** SUPPLIED RECORDS follows **

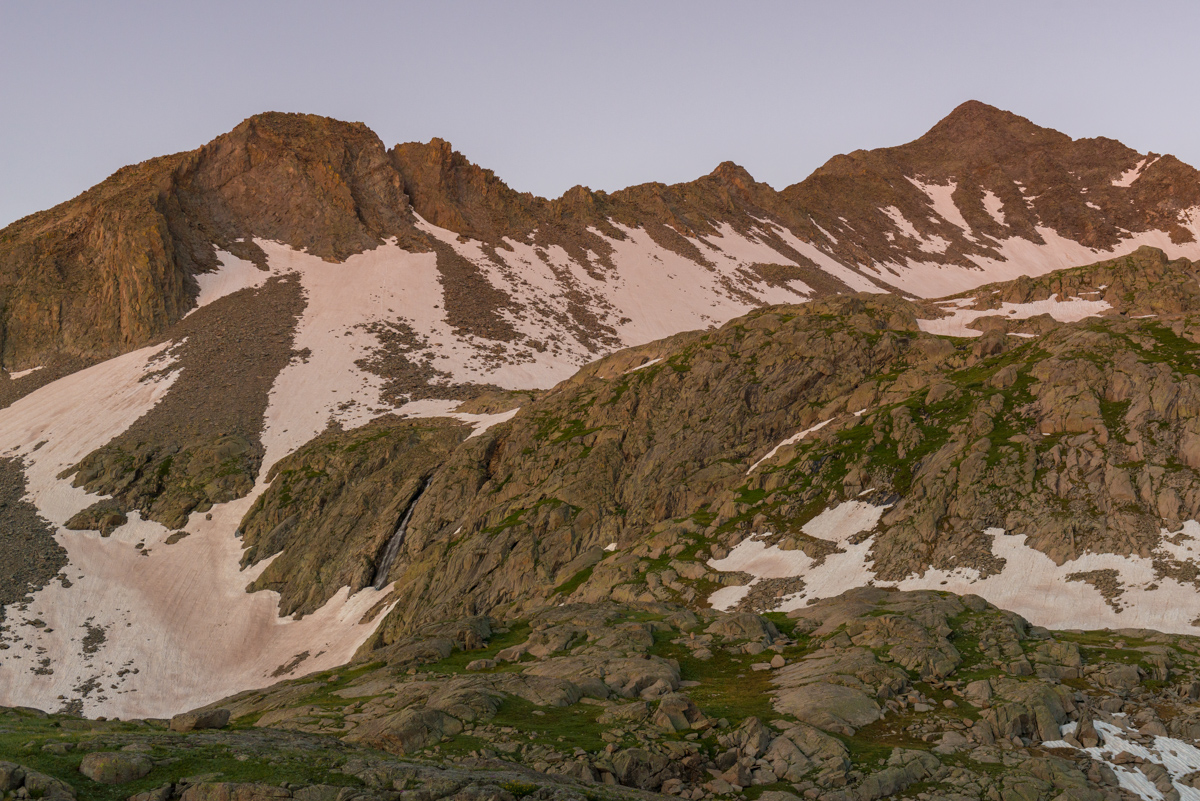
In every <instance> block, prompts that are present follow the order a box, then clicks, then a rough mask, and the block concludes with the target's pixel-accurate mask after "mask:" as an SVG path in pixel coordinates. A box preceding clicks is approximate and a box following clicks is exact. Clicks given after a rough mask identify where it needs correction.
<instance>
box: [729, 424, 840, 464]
mask: <svg viewBox="0 0 1200 801" xmlns="http://www.w3.org/2000/svg"><path fill="white" fill-rule="evenodd" d="M833 421H834V417H830V418H829V420H826V421H822V422H820V423H817V424H816V426H812V427H811V428H805V429H804V430H802V432H800V433H799V434H792V435H791V436H788V438H787V439H785V440H784V441H782V442H780V444H779V445H776V446H775V447H773V448H770V450H769V451H767V454H766V456H764V457H762V458H761V459H758V460H757V462H755V463H754V464H751V465H750V469H749V470H746V475H748V476H749V475H750V474H751V472H754V470H755V468H757V466H758V465H760V464H762V463H763V462H767V460H768V459H770V458H772V457H774V456H775V454H776V453H779V448H781V447H784V446H785V445H796V444H797V442H799V441H800V440H802V439H804V438H805V436H808V435H809V434H811V433H812V432H817V430H821V429H822V428H824V427H826V426H828V424H829V423H832V422H833Z"/></svg>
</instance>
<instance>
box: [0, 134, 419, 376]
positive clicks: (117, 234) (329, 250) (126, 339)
mask: <svg viewBox="0 0 1200 801" xmlns="http://www.w3.org/2000/svg"><path fill="white" fill-rule="evenodd" d="M407 216H408V205H407V201H406V199H404V195H403V193H402V191H401V188H400V179H398V176H397V175H396V173H395V170H394V169H392V168H391V167H390V164H389V162H388V156H386V152H385V151H384V147H383V144H382V143H380V141H379V139H378V138H377V137H376V135H374V134H373V133H371V132H370V131H368V130H367V128H366V126H362V125H361V124H346V122H337V121H334V120H329V119H326V118H319V116H313V115H301V114H275V113H271V114H260V115H258V116H254V118H251V119H248V120H246V121H245V122H242V124H241V125H239V126H238V127H236V128H234V130H233V131H232V132H229V133H228V134H224V135H222V137H218V138H217V139H215V140H214V141H211V143H210V144H208V145H205V146H203V147H200V149H198V150H194V151H191V152H187V153H178V155H174V156H164V157H161V158H154V159H150V161H146V162H143V163H140V164H137V165H133V167H126V168H122V169H120V170H118V171H116V173H115V174H114V175H113V176H112V177H109V179H108V180H106V181H104V182H102V183H100V185H97V186H95V187H92V188H91V189H89V191H88V192H84V193H83V194H82V195H79V197H78V198H74V199H73V200H68V201H66V203H64V204H60V205H59V206H55V207H54V209H50V210H48V211H43V212H40V213H36V215H31V216H29V217H25V218H24V219H20V221H18V222H16V223H13V224H12V225H10V227H8V228H7V229H5V235H4V236H2V237H0V308H2V309H4V311H2V325H0V330H2V331H4V333H2V335H0V361H2V363H4V366H5V367H6V368H10V369H22V368H24V367H32V366H36V365H42V363H47V362H48V361H54V360H55V359H58V357H64V356H83V357H89V359H98V357H107V356H113V355H115V354H118V353H124V351H126V350H131V349H133V348H136V347H138V345H142V344H144V343H146V342H149V341H151V339H152V338H154V337H155V336H157V335H158V333H161V332H162V331H164V330H166V329H167V327H168V326H169V325H172V324H173V323H175V321H176V320H179V319H180V318H181V317H182V315H184V314H185V313H186V312H187V311H188V309H190V308H191V307H192V305H193V299H194V296H196V283H194V281H193V276H194V275H196V273H197V272H202V271H206V270H211V269H214V267H215V266H216V254H215V252H214V246H216V247H218V248H222V249H224V251H229V252H233V253H235V254H238V255H241V257H244V258H250V259H252V260H253V259H259V260H260V259H262V253H260V252H259V251H258V248H257V247H256V246H253V245H252V243H250V240H252V239H253V237H254V236H259V237H264V239H270V240H275V241H281V242H287V243H289V245H292V246H294V247H296V248H301V249H308V252H311V253H314V254H318V255H320V257H323V258H328V259H344V258H346V257H347V255H349V254H352V253H359V252H361V251H364V249H367V248H371V247H374V246H376V245H379V243H380V242H382V241H383V239H384V237H386V236H391V235H403V234H406V233H407V231H408V230H410V225H409V224H408V219H407ZM242 240H244V241H242Z"/></svg>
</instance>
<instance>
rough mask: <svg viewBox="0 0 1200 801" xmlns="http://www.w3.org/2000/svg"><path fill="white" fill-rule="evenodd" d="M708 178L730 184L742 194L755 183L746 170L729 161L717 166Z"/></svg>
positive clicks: (720, 163)
mask: <svg viewBox="0 0 1200 801" xmlns="http://www.w3.org/2000/svg"><path fill="white" fill-rule="evenodd" d="M709 176H710V177H715V179H719V180H721V181H724V182H726V183H732V185H733V186H736V187H737V188H739V189H742V191H743V192H745V191H746V189H749V188H750V187H752V186H754V185H755V183H756V182H757V181H755V180H754V176H752V175H750V173H749V171H748V170H746V168H744V167H742V165H740V164H737V163H734V162H730V161H725V162H721V163H720V164H718V165H716V169H714V170H713V171H712V173H709Z"/></svg>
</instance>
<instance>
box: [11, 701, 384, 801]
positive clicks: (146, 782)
mask: <svg viewBox="0 0 1200 801" xmlns="http://www.w3.org/2000/svg"><path fill="white" fill-rule="evenodd" d="M343 704H344V701H343ZM74 724H80V727H82V728H79V729H76V728H73V725H74ZM67 725H71V727H72V728H67ZM146 733H148V729H145V728H144V727H139V725H136V724H133V723H119V722H109V723H100V722H88V723H83V722H79V721H74V719H71V718H60V717H58V716H52V717H49V718H37V717H34V716H30V715H24V713H20V712H14V711H13V712H7V713H5V715H2V716H0V754H4V758H5V759H12V760H16V761H18V763H19V764H22V765H25V766H28V767H32V769H34V770H37V771H41V772H43V773H46V775H48V776H53V777H55V778H59V779H61V781H64V782H66V783H67V784H71V785H72V787H74V788H76V790H77V791H78V794H79V797H80V799H89V800H95V801H118V800H124V799H127V797H130V796H131V795H136V794H138V793H143V791H146V790H150V789H154V788H156V787H162V785H163V784H166V783H168V782H170V783H175V782H179V781H180V779H182V778H185V777H187V776H197V775H202V773H217V775H218V776H217V781H222V782H262V783H266V784H276V785H278V784H281V783H283V782H290V783H294V784H331V785H342V787H361V782H360V781H359V779H356V778H354V777H353V776H349V775H346V773H341V772H338V771H337V770H336V767H337V766H338V765H340V764H341V763H342V761H343V760H344V755H343V752H342V749H341V748H340V743H337V742H336V741H334V740H331V741H330V747H329V749H328V751H326V749H322V748H320V747H319V746H317V747H313V746H311V745H306V746H304V747H301V746H299V745H298V746H295V747H294V748H293V747H290V743H289V742H288V741H287V740H286V739H282V740H281V741H280V743H278V746H277V747H272V748H271V749H270V751H265V749H263V748H262V747H256V746H254V745H253V743H252V742H251V741H250V740H247V742H246V743H245V746H242V745H240V743H239V742H238V739H236V737H235V736H230V737H228V741H226V742H212V736H211V735H210V734H208V733H196V734H191V733H190V734H176V733H173V731H166V730H155V729H151V730H149V733H152V734H154V735H155V737H156V739H161V737H169V741H168V743H167V745H154V746H152V751H151V752H149V755H150V757H151V758H152V759H155V760H161V761H158V764H157V765H155V767H154V770H152V771H150V773H149V775H148V776H146V777H145V778H142V779H137V781H134V782H128V783H126V784H119V785H109V784H97V783H95V782H92V781H90V779H88V778H85V777H83V776H82V775H80V773H79V763H80V761H83V757H84V754H85V753H86V751H85V749H78V751H70V752H67V753H65V754H55V753H50V752H46V751H42V746H43V745H47V743H50V742H70V743H79V742H83V741H86V740H91V739H94V737H96V736H101V737H103V739H104V740H106V745H109V743H110V747H112V748H113V749H119V748H120V747H121V743H124V742H126V741H130V742H133V741H137V739H138V735H139V734H146ZM256 741H257V739H256Z"/></svg>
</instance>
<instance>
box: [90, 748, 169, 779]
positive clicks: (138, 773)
mask: <svg viewBox="0 0 1200 801" xmlns="http://www.w3.org/2000/svg"><path fill="white" fill-rule="evenodd" d="M151 770H154V763H152V761H151V760H150V758H149V757H146V755H145V754H138V753H127V752H120V751H95V752H92V753H90V754H88V755H85V757H84V758H83V761H82V763H80V764H79V772H80V773H83V775H84V776H86V777H88V778H90V779H91V781H92V782H100V783H101V784H125V783H126V782H132V781H134V779H139V778H142V777H144V776H145V775H146V773H149V772H150V771H151Z"/></svg>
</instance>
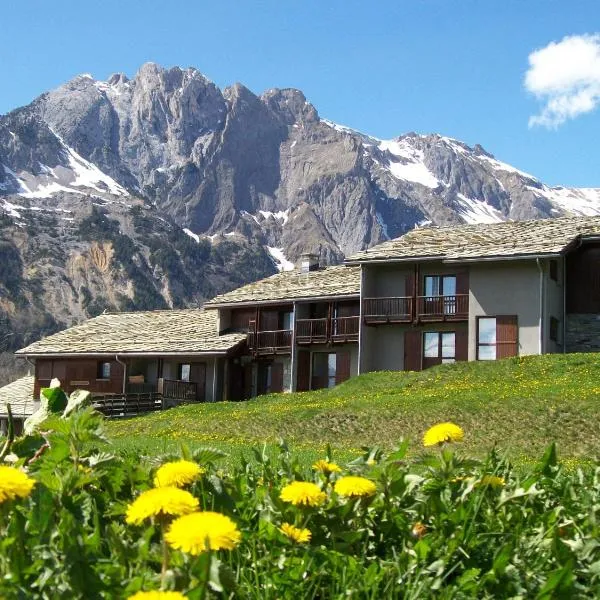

** End of SUPPLIED RECORDS **

> [INSTRUCTIONS FOR THE TASK]: Report how many of the lines above contain the string "positive", giving only the number.

> [ANSWER TO THIS PROBLEM]: 4